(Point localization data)
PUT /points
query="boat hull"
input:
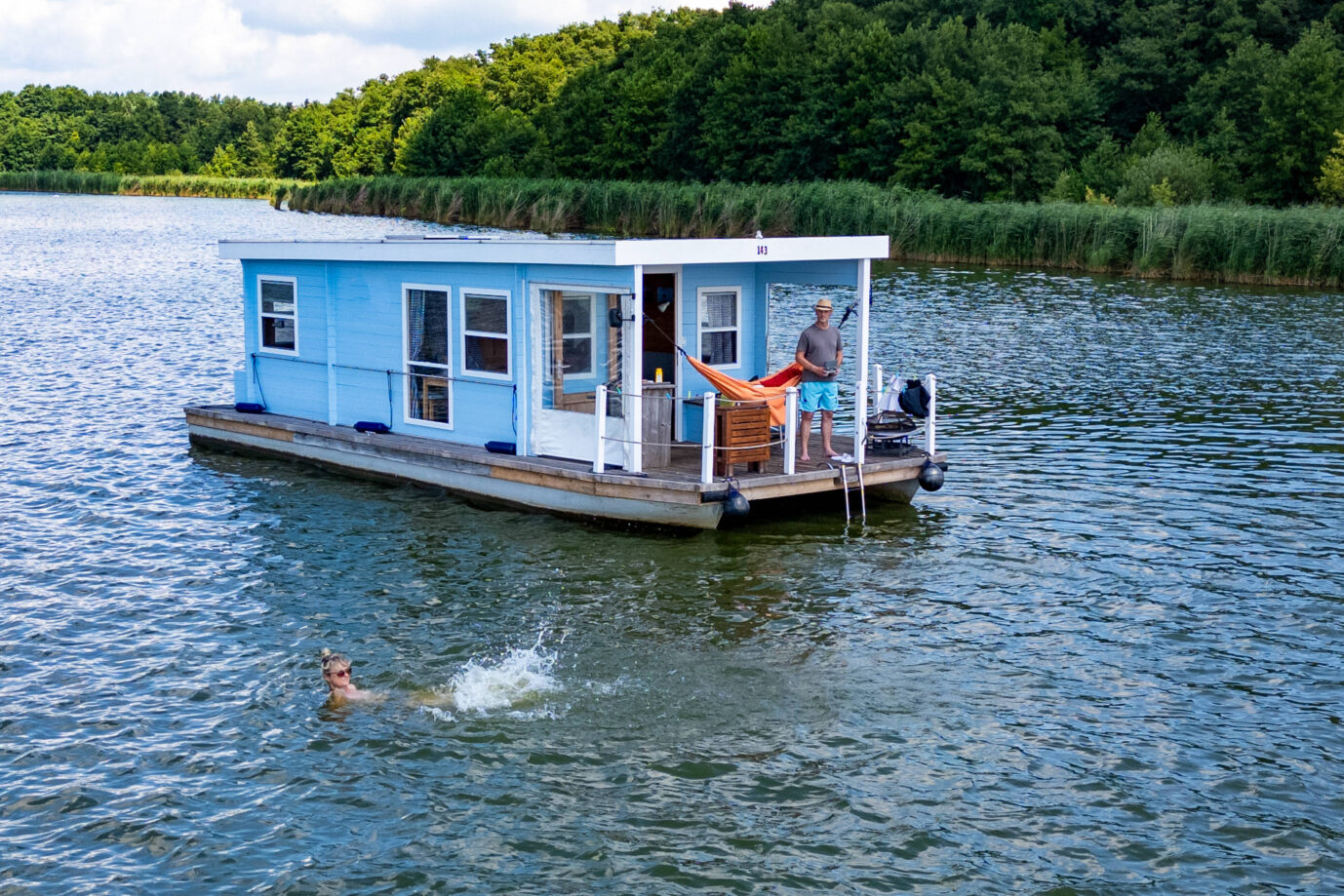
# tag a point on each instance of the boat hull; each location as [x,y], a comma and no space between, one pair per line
[535,484]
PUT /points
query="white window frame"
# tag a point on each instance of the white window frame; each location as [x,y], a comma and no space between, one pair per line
[700,330]
[592,331]
[262,315]
[408,363]
[507,334]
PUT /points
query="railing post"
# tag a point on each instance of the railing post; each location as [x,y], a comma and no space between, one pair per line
[930,436]
[860,419]
[707,440]
[600,418]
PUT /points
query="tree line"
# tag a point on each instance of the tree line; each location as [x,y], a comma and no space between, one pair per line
[1141,102]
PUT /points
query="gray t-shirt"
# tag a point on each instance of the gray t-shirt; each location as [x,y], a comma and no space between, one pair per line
[820,347]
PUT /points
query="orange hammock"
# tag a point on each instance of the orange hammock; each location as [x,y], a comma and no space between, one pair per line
[771,390]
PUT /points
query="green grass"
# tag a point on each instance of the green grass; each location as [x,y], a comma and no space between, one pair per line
[1227,244]
[88,181]
[1230,244]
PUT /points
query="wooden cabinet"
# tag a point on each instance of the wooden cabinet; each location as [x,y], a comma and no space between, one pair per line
[743,429]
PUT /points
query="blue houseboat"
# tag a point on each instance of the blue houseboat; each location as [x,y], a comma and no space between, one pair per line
[582,376]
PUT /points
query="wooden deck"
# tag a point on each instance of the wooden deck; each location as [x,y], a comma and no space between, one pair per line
[669,494]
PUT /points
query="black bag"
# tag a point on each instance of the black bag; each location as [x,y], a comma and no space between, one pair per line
[914,399]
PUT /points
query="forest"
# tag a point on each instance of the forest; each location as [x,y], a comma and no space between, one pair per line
[1138,102]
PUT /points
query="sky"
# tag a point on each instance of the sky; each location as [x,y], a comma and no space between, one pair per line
[270,50]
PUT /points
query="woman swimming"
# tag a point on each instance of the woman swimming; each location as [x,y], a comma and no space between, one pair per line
[336,673]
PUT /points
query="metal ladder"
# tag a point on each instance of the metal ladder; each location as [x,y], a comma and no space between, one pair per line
[863,497]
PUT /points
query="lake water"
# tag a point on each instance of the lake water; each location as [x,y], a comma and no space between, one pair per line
[1106,658]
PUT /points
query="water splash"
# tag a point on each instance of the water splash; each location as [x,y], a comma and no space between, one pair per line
[519,680]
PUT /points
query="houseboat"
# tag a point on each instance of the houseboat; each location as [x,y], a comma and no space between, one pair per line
[594,377]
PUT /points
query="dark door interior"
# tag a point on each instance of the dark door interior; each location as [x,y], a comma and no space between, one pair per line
[660,327]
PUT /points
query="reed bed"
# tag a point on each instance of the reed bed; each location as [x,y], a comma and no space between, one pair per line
[91,181]
[1225,244]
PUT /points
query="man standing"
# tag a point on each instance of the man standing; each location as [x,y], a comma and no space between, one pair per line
[820,354]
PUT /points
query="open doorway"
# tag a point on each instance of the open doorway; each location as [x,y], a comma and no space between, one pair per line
[658,369]
[660,327]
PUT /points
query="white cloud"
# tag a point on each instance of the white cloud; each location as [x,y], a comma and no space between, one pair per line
[270,50]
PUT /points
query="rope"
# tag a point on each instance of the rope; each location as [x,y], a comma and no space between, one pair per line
[257,356]
[695,445]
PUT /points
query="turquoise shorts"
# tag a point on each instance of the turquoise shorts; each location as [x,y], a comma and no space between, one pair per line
[818,397]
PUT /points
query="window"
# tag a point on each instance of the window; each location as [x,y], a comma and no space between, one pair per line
[721,313]
[429,388]
[278,313]
[576,333]
[486,340]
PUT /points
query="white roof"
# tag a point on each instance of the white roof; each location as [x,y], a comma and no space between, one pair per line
[617,253]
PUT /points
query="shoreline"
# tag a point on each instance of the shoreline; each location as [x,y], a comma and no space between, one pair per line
[1242,245]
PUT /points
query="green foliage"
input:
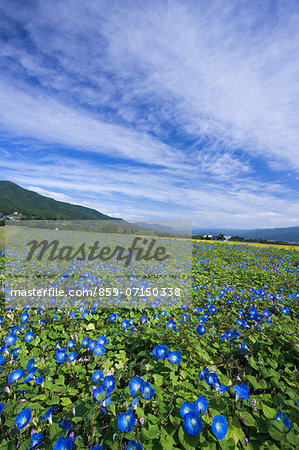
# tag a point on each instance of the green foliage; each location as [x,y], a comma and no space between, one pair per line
[268,364]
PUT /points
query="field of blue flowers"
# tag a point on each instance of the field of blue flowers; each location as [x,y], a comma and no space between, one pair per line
[222,374]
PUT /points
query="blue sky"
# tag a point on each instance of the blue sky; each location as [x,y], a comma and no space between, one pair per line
[175,110]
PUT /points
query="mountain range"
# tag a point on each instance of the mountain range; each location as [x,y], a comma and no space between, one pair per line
[14,198]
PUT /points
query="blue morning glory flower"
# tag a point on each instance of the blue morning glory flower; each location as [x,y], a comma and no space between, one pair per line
[24,317]
[133,445]
[113,317]
[284,419]
[64,444]
[222,388]
[30,375]
[109,384]
[201,404]
[36,440]
[186,408]
[10,339]
[29,337]
[192,423]
[133,405]
[105,403]
[175,357]
[97,376]
[85,342]
[39,380]
[212,379]
[96,392]
[23,418]
[30,365]
[72,356]
[102,340]
[125,324]
[126,421]
[15,375]
[135,385]
[99,350]
[241,391]
[201,329]
[160,351]
[71,344]
[148,391]
[219,426]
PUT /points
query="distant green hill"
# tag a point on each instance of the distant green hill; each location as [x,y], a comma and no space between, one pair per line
[287,234]
[36,206]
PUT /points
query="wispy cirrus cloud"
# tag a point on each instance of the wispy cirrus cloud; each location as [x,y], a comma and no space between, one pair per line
[166,107]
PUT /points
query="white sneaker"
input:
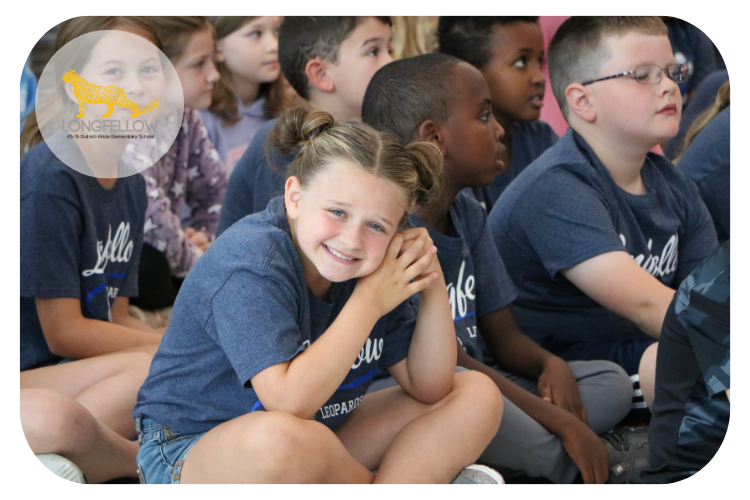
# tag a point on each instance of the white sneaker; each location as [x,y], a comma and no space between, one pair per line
[479,474]
[62,467]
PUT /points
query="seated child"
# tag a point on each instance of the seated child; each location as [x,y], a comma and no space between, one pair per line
[691,407]
[189,173]
[81,239]
[705,160]
[281,325]
[509,51]
[439,98]
[598,230]
[249,65]
[329,62]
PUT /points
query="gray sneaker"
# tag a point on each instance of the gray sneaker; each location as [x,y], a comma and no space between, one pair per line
[628,453]
[62,467]
[479,474]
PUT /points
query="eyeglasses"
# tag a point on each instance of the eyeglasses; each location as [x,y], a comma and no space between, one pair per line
[651,73]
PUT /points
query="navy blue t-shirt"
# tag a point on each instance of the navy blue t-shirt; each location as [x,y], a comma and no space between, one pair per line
[253,182]
[565,209]
[706,162]
[245,306]
[528,141]
[477,281]
[704,98]
[691,408]
[78,240]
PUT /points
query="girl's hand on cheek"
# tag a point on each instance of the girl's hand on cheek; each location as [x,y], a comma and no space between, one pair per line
[391,284]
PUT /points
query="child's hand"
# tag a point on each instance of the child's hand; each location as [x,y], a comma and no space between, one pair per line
[558,386]
[413,235]
[390,284]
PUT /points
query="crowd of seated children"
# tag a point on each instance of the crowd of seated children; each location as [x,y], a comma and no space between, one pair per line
[329,62]
[190,173]
[81,240]
[552,410]
[242,101]
[513,284]
[509,51]
[598,231]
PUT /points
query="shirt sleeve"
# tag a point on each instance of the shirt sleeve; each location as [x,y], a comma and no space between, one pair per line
[494,287]
[207,180]
[565,220]
[256,320]
[709,337]
[51,227]
[400,325]
[163,230]
[699,238]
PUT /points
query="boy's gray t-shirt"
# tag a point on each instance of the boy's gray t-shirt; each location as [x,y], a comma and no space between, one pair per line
[245,306]
[78,240]
[565,209]
[477,281]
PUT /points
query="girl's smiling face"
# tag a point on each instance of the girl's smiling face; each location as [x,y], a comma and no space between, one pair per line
[251,53]
[342,223]
[131,63]
[196,70]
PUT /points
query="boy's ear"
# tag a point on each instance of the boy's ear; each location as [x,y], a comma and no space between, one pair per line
[292,195]
[317,72]
[431,132]
[579,103]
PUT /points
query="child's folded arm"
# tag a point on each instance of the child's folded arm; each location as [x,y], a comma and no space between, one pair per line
[303,385]
[616,282]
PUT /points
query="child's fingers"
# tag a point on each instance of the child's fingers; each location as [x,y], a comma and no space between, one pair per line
[421,265]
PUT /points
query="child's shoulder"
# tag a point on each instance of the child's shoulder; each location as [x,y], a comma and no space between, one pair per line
[260,242]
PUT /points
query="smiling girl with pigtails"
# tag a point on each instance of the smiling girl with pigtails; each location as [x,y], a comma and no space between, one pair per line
[281,325]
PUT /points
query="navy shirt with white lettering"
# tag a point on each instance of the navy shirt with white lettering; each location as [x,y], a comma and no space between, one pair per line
[477,281]
[565,209]
[528,141]
[245,306]
[78,240]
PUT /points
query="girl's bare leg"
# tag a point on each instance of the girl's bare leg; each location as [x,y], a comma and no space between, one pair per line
[411,442]
[271,447]
[54,423]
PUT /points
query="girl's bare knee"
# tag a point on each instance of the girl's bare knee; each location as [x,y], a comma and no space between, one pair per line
[283,440]
[481,392]
[53,422]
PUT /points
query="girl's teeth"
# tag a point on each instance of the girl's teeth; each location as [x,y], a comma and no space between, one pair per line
[334,252]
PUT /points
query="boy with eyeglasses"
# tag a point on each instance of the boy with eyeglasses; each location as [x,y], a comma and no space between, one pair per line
[598,231]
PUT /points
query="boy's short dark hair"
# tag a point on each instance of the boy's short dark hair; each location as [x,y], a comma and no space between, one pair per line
[405,93]
[578,50]
[302,38]
[468,38]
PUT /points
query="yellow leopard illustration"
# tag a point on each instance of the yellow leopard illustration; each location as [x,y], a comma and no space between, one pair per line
[88,93]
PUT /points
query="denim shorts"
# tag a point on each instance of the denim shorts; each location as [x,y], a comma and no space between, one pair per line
[161,452]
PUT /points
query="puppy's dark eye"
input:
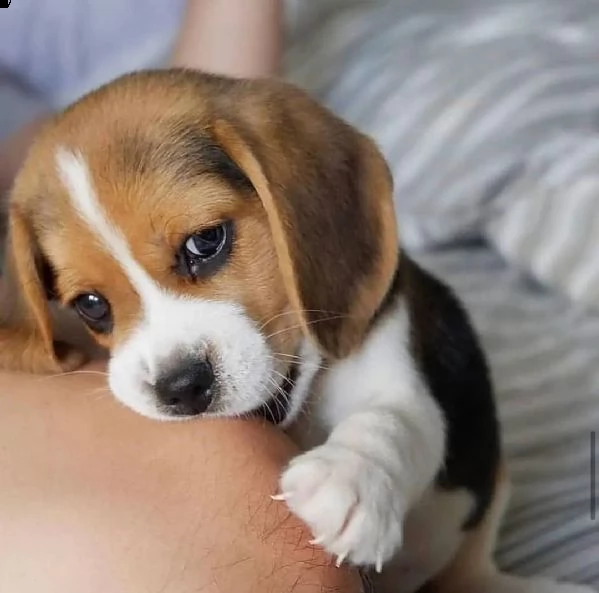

**TASK DIRECTIONS:** From the line with "# tag a point on each instance of the boy with" to the final line of the entries above, reproduce each line exactly and nothing else; the pictures stay out.

**YOUR SOLUTION:**
# tag a point on each instance of the boy with eyeglasses; each location as [x,y], a comma and no space between, one pair per line
[598,231]
PUT /points
query="boy's short dark hair"
# tag a point on each instance of the boy's short dark hair; each location as [x,y], a comma and no space between, one pair per line
[405,93]
[578,50]
[302,38]
[468,38]
PUT /points
query="yellow leopard illustration"
# tag a point on each instance of the yellow leopard illustration; each location as [x,y], a comma and no space between, one pair per line
[88,93]
PUT /points
query="denim shorts"
# tag a point on each instance of the denim shorts; each location as [x,y], a comma and no space between, one pair per line
[161,452]
PUT /points
query="puppy's dark eye"
input:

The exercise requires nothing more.